• Предложенный фрагмент
..............................

Галина Ребель Тургенев в русской культуре

Предисловие Гений меры

В работе о Толстом и Достоевском, в связи и по контрасту с этими гениями безмерности, Д. С. Мережковский писал о Тургеневе: «В России, стране всяческого, революционного и религиозного, максимализма, стране самосожжений, стране самых неистовых чрезмерностей, Тургенев едва ли не единственный, после Пушкина, гений меры и, следовательно, гений культуры. Ибо что такое культура, как не измерение, накопление и сохранение ценностей? В этом смысле Тургенев, в противоположность великим созидателям и разрушителям Л. Толстому и Достоевскому, – наш единственный охранитель, консерватор и, как всякий истинный консерватор, в то же время либерал»1.

Формула Мережковского отражает все стороны личности и творчества И. С. Тургенева.

..............................

• Предоставленные данные
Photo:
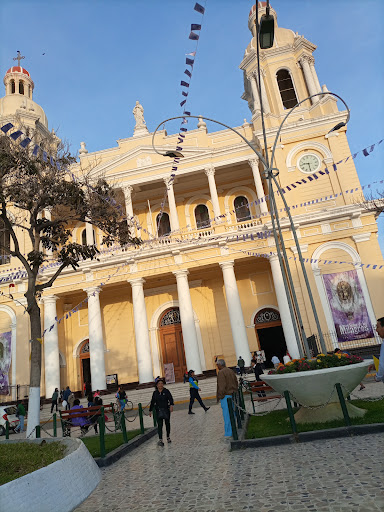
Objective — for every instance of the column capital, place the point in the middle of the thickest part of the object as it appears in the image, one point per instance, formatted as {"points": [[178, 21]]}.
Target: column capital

..............................

• Задачи
1. Изложите предисловие о Тургеневе в двух предложениях.
2. Продолжите предисловие о Тургеневе, начав сразу после его последнего предложения.

• Ответы
1. В работе о Толстом и Достоевском Мережковский назвал Тургенева едва ли не единственным после Пушкина гением меры и, следовательно, культуры в России, стране максимализма и неистовых чрезмерностей; культуру он понимал как измерение, накопление и сохранение ценностей. Поэтому Тургенев, в отличие от созидателей и разрушителей Толстого и Достоевского, предстает у него охранителем и консерватором, а значит и либералом, и, по словам предисловия, эта формула отражает все стороны личности и творчества писателя.

2.
Разносторонняя и при этом глубокая образованность, уникальный художественный дар, масштабность личности, интеллектуальная мощь и интеллектуальная свобода, социальная интуиция, просветительская энергия при содействии судьбы, в которой неразрывно сплелись Россия и Западная Европа, – все это обеспечило Тургеневу особое – срединное, стержневое – место в русской культуре.

Он был связующим звеном, центром притяжения и точкой отталкивания, предметом восхищения и объектом зависти, вдохновителем и раздражителем, властителем дум и непримиримым оппонентом многочисленных великих и рядовых своих современников. Самый модный, самый читаемый писатель своего времени, Тургенев был великим художником, проторившим свой собственный путь не только в русской, но и в мировой литературе, – сочетание уникальное, ибо «модный», как правило, – не вершинный, не совершенный, а усредненно-завлекательный, «суррогатный» и именно потому востребованный большинством; в данном же случае «модный» – одновременно элитарный, изысканный, недосягаемо совершенный.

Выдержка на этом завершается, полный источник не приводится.